**Extrait**
....

C’est sur cette base que nous militons pour organiser la classe ouvrière au quotidien pour qu’elle défende ses propres intérêts y compris sur le terrain politique. Cela définit notre priorité, notre implantation politique dans le monde du travail.

C’est notre capacité à organiser et donner des perspectives à la colère ouvrière là où elle se manifestera qui nous donnera de puissants leviers pour peser sur la situation nationale. Cela seul, et pas une « interpellation » impuissante du NPA lui-même ou de ses camarades depuis leur structure syndicale, permettra de peser sur la politique des appareils syndicaux.

Notre intervention dans les luttes est une préoccupation essentielle et constante. Nous savons que pour gagner, les travailleurs devront contester la direction de ces luttes aux appareils politiques et syndicaux, impulser la mise en place d’une direction des luttes émanant des travailleurs eux-mêmes et contraindre les appareils à s’y rallier – comités de grèves, de luttes ou toute autre structure d’« auto-organisation ». Cela, seuls des révolutionnaires le proposeront dans les entreprises et ils le feront d’autant plus facilement qu’ils y auront une large implantation. C’est la raison pour laquelle, la question de notre implantation dans le monde du travail reste la priorité des priorités.

....

**Données fournies**

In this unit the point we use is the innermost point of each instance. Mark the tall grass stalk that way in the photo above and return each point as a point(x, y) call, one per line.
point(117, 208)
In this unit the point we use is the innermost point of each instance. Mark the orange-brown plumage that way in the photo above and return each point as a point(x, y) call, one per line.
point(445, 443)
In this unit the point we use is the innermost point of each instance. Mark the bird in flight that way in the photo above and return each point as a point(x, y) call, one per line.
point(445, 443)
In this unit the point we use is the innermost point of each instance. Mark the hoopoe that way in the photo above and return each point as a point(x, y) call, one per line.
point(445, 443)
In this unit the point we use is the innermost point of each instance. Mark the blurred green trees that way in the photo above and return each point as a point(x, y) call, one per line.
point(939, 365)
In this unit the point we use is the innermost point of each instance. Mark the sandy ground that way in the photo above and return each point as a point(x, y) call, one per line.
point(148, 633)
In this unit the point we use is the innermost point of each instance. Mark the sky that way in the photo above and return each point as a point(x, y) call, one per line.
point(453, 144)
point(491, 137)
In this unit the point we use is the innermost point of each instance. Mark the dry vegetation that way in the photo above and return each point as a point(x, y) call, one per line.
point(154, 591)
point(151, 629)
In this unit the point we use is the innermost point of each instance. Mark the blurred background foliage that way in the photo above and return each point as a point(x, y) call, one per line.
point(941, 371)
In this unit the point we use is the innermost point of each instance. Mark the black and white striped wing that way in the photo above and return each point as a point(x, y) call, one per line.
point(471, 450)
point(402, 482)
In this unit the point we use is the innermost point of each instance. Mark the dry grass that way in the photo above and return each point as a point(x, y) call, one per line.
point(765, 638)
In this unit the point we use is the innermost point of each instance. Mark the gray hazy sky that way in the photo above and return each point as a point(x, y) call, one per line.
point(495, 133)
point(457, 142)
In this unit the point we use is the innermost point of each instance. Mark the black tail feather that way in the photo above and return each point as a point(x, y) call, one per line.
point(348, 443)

....

**Consigne**
Reproduisez fidèlement le passage de l'extrait qui va de « C’est sur cette » jusqu'à « des appareils syndicaux. » inclus. La liste provient d'une source distincte de celle de l'extrait.

**Résultat**
C’est sur cette base que nous militons pour organiser la classe ouvrière au quotidien pour qu’elle défende ses propres intérêts y compris sur le terrain politique. Cela définit notre priorité, notre implantation politique dans le monde du travail.

C’est notre capacité à organiser et donner des perspectives à la colère ouvrière là où elle se manifestera qui nous donnera de puissants leviers pour peser sur la situation nationale. Cela seul, et pas une « interpellation » impuissante du NPA lui-même ou de ses camarades depuis leur structure syndicale, permettra de peser sur la politique des appareils syndicaux.